Texto de lectura:
::::

Hasta hace un instante me encontraba tranquilamente reclinada sobre los cojines de nuestro rincón en el Beso de Luna. Estoy esperando a una amiga común para charlar un rato acerca de La daga fenicia. Sin embargo algo ha hecho que me levante y deambule entre los reservados con mirada hambrienta. Desde mi sitio me ha parecido vislumbrar una larga melena rubia nada convencional. Me abro paso entre la gente, persiguiendo a duras penas a la figura alta que huye ante mi empeño. Estoy casi segura de que es ella. Escapa por un momento de mi visión y pienso que la he perdido. De repente, a unos veinte metros, observo su mirada juguetona de un azul tan claro que hipnotiza. En medio de su avance se ha dado la vuelta, provocándome con una sonrisa malvada para que la siga. Es ella. Ahora estoy segura.

::::

Material proporcionado:
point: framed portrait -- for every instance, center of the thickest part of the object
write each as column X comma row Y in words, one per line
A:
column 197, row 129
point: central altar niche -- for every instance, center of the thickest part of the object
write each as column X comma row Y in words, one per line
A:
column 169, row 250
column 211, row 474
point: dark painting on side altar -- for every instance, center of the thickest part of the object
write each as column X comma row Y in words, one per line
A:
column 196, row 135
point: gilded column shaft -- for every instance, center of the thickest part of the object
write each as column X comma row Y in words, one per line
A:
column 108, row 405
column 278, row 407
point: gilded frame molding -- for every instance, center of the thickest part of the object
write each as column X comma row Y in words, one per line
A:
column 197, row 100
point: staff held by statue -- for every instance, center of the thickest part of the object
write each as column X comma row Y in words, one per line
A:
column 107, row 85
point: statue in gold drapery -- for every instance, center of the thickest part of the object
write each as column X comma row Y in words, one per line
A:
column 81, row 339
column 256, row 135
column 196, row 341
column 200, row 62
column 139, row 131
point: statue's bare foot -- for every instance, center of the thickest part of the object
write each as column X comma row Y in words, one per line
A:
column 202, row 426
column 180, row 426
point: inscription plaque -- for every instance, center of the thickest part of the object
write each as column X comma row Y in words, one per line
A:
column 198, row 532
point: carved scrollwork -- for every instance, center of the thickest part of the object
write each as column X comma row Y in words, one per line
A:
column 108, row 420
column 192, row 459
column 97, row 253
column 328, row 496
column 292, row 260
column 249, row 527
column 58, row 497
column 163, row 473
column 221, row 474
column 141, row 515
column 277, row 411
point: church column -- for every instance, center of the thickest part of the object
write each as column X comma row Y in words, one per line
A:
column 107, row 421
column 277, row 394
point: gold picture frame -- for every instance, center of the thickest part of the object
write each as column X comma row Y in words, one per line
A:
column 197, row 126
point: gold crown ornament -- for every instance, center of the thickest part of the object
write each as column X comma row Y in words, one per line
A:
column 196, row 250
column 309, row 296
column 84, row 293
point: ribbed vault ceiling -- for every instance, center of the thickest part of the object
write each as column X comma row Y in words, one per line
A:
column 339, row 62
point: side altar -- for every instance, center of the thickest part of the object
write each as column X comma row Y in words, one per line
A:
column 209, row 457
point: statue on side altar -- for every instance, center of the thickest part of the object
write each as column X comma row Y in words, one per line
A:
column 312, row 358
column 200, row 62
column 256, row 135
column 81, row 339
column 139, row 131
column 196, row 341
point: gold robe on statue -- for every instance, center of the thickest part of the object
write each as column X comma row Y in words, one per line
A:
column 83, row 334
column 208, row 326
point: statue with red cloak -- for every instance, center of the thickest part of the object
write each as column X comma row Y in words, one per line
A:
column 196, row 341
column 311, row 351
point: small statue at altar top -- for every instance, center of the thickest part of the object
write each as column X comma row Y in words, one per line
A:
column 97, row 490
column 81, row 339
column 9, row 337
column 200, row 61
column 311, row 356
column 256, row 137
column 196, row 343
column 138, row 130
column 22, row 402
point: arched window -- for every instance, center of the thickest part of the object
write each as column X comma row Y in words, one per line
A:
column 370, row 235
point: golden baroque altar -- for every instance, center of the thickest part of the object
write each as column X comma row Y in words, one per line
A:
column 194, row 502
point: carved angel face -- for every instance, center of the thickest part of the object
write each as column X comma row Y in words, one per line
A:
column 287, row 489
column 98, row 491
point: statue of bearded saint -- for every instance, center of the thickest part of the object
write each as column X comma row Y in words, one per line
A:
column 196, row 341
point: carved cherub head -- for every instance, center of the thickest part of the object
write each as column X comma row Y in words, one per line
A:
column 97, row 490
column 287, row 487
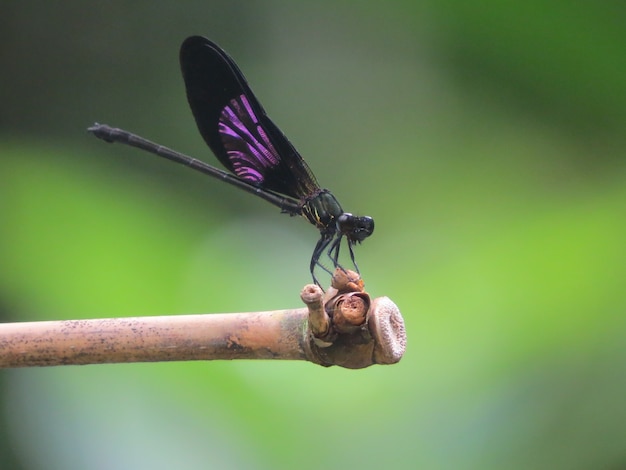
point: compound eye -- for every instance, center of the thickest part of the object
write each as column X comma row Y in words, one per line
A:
column 356, row 229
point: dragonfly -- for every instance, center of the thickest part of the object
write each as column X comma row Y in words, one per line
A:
column 258, row 156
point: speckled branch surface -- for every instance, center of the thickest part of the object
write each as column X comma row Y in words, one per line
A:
column 340, row 328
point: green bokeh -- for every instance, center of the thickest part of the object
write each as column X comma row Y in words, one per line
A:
column 487, row 142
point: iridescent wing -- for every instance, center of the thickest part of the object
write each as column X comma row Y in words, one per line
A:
column 235, row 126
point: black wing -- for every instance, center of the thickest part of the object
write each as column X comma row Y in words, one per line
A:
column 234, row 124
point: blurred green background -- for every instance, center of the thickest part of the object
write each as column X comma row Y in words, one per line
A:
column 487, row 141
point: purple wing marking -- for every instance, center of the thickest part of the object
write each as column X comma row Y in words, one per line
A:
column 247, row 145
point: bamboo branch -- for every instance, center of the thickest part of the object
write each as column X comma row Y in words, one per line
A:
column 342, row 327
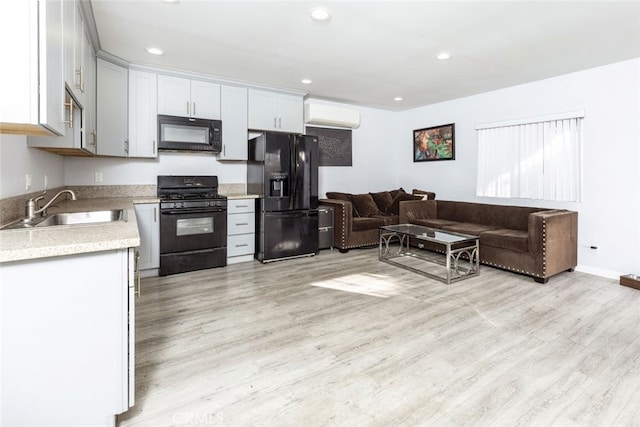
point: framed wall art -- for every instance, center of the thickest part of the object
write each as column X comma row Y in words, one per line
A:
column 434, row 143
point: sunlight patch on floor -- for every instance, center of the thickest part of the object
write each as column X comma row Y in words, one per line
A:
column 377, row 285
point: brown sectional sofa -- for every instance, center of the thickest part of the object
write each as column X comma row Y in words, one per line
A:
column 537, row 242
column 357, row 217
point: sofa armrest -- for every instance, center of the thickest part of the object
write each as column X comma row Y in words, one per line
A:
column 342, row 219
column 553, row 240
column 417, row 209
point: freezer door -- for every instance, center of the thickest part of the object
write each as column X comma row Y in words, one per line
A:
column 286, row 235
column 305, row 171
column 278, row 178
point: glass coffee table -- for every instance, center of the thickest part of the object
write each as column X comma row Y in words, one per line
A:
column 461, row 258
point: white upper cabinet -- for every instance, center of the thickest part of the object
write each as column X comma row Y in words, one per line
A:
column 188, row 98
column 31, row 41
column 233, row 102
column 112, row 115
column 143, row 130
column 275, row 111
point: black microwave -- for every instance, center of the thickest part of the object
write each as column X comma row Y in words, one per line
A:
column 187, row 134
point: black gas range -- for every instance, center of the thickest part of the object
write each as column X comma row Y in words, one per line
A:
column 193, row 223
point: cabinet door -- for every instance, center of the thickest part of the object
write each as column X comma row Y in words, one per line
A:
column 205, row 100
column 142, row 114
column 290, row 114
column 148, row 225
column 233, row 102
column 112, row 109
column 51, row 57
column 89, row 134
column 262, row 110
column 174, row 96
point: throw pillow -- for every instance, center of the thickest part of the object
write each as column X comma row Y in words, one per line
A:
column 426, row 195
column 339, row 196
column 383, row 200
column 394, row 193
column 395, row 206
column 365, row 205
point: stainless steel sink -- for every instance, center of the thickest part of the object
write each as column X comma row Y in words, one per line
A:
column 70, row 218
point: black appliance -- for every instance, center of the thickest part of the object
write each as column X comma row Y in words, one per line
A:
column 193, row 224
column 189, row 134
column 283, row 169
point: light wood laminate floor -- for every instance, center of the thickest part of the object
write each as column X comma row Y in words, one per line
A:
column 347, row 340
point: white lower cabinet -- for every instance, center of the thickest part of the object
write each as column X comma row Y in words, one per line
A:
column 67, row 339
column 241, row 227
column 148, row 217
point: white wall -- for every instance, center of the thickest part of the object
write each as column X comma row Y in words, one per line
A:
column 609, row 213
column 383, row 148
column 81, row 171
column 17, row 160
column 374, row 151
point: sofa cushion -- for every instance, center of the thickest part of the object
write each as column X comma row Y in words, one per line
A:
column 513, row 240
column 383, row 200
column 365, row 205
column 469, row 228
column 394, row 193
column 361, row 224
column 426, row 195
column 336, row 195
column 388, row 219
column 432, row 223
column 395, row 206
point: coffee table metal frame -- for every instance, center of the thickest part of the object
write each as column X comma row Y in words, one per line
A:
column 461, row 251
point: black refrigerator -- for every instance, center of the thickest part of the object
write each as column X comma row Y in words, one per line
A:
column 283, row 169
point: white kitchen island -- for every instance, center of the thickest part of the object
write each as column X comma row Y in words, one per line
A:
column 67, row 317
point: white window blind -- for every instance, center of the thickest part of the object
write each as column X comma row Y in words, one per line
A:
column 532, row 159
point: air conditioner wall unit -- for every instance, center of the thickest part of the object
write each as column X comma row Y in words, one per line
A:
column 327, row 115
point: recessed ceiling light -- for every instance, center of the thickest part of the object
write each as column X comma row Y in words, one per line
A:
column 154, row 51
column 320, row 14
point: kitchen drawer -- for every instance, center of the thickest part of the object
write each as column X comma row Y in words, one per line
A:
column 241, row 206
column 241, row 223
column 325, row 238
column 242, row 244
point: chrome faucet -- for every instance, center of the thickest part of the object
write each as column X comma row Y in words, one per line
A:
column 31, row 209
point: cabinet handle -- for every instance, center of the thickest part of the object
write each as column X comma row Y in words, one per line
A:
column 138, row 287
column 69, row 105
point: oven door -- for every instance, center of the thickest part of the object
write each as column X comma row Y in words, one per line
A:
column 192, row 240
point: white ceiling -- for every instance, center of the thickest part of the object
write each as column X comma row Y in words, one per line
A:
column 370, row 52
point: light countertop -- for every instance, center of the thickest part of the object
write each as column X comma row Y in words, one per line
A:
column 28, row 244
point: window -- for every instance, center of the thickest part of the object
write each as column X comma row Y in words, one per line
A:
column 538, row 158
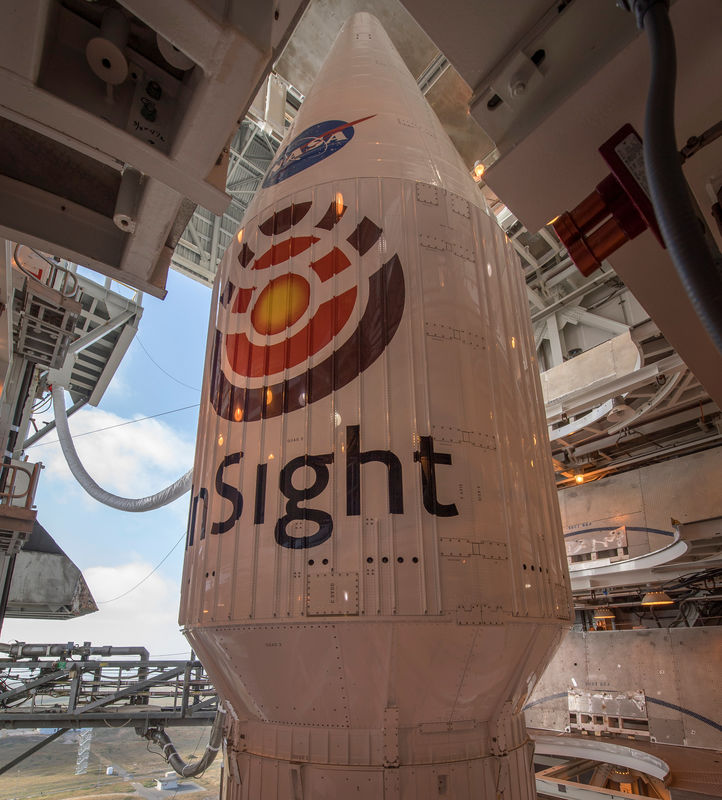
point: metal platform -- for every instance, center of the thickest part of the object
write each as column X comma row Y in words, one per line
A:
column 85, row 692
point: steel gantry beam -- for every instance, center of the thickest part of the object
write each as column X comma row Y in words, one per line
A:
column 85, row 693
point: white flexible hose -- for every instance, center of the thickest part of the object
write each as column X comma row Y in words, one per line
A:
column 162, row 498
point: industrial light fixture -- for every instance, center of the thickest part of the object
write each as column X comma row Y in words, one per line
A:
column 657, row 599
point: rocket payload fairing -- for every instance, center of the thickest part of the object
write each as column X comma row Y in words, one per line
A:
column 374, row 574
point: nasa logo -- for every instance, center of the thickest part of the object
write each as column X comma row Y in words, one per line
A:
column 286, row 336
column 308, row 148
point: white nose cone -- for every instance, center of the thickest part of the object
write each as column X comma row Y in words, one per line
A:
column 374, row 574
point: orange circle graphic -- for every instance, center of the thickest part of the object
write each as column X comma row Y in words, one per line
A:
column 282, row 302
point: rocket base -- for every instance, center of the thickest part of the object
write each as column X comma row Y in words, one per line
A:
column 271, row 761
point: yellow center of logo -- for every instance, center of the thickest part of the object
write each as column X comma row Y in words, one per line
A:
column 283, row 302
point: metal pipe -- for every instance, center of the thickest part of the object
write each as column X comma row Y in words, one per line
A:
column 35, row 650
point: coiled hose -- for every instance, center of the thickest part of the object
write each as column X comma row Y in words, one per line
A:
column 171, row 755
column 673, row 207
column 153, row 501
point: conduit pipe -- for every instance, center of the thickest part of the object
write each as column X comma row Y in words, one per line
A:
column 23, row 650
column 192, row 768
column 153, row 501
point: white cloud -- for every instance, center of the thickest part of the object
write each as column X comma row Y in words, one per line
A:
column 147, row 616
column 132, row 460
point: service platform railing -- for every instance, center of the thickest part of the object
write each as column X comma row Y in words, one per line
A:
column 82, row 692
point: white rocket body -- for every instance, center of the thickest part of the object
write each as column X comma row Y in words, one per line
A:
column 375, row 575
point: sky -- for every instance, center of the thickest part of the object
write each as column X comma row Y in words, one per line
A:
column 115, row 549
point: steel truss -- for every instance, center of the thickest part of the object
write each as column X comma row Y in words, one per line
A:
column 92, row 693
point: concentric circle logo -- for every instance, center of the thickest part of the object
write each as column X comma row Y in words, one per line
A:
column 291, row 328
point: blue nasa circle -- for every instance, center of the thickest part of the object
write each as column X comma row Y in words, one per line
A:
column 308, row 148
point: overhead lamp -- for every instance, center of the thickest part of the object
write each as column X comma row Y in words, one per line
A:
column 657, row 599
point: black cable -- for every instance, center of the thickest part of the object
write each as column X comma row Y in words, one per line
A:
column 119, row 425
column 670, row 193
column 143, row 580
column 164, row 371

::::

Objetivo 1: Cita textualmente las líneas de las entradas que van desde la que contiene "point: gilded frame" hasta la que contiene "column 197, row 126", ambas incluidas.
Objetivo 2: Prolonga el relato de la persecución en el Beso de Luna a partir de su última frase.

Resultado 1:
point: gilded frame molding -- for every instance, center of the thickest part of the object
write each as column X comma row Y in words, one per line
A:
column 197, row 100
point: staff held by statue -- for every instance, center of the thickest part of the object
write each as column X comma row Y in words, one per line
A:
column 107, row 85
point: statue in gold drapery -- for every instance, center of the thickest part of the object
write each as column X comma row Y in words, one per line
A:
column 81, row 339
column 256, row 135
column 196, row 341
column 200, row 62
column 139, row 131
point: statue's bare foot -- for every instance, center of the thickest part of the object
write each as column X comma row Y in words, one per line
A:
column 202, row 426
column 180, row 426
point: inscription plaque -- for every instance, center of the thickest part of the object
write each as column X comma row Y in words, one per line
A:
column 198, row 532
point: carved scrollwork -- for every instance, center of the thickest part of the object
write each as column X comma row Y in words, one per line
A:
column 108, row 420
column 192, row 459
column 97, row 253
column 328, row 496
column 292, row 260
column 249, row 527
column 58, row 497
column 163, row 473
column 221, row 474
column 141, row 515
column 277, row 411
point: church column -- for every instance, center of the thickest part of the object
write each as column X comma row Y in words, one per line
A:
column 107, row 421
column 277, row 394
point: gold picture frame -- for every instance, center of the thickest part of the object
write each as column X comma row Y in words, one per line
A:
column 197, row 126

Resultado 2:
Me muevo con lentitud. La gente se agolpa a estas horas intentando arrebatar retazos de gloria a su rutina. Algo me dice que se ha esfumado como un espejismo. Pero no. Ella me espera apoyada en el muslo de mármol de una mujer que nos observa prepotente con la sabiduría de los tiempos.
Un hombro me aparta de su imagen y al sortearlo me doy cuenta de que —esta vez sí— mi valquiria rubia ha desaparecido. Me acerco a la diosa blanquecina y fría, y poso mi mano en el mismo lugar donde ella estuvo sostenida, con el ingenuo afán de empaparme de su huella, de encontrar un resquicio que me permita encontrarla.
Minutos después desisto de mi intento. Mel me estará esperando, seguro, desde hace rato.
—Siento la tardanza —le digo, besándola.
—Acabo de llegar, no te preocupes.
—Es que ha habido una aparición inesperada, pero la he perdido…
—¿La conozco?
—¿Cómo sabes que se trata de una mujer?
—¿No lo es? —me castiga con su mejor sonrisa.
—Sí, lo es. Y no, no la conoces.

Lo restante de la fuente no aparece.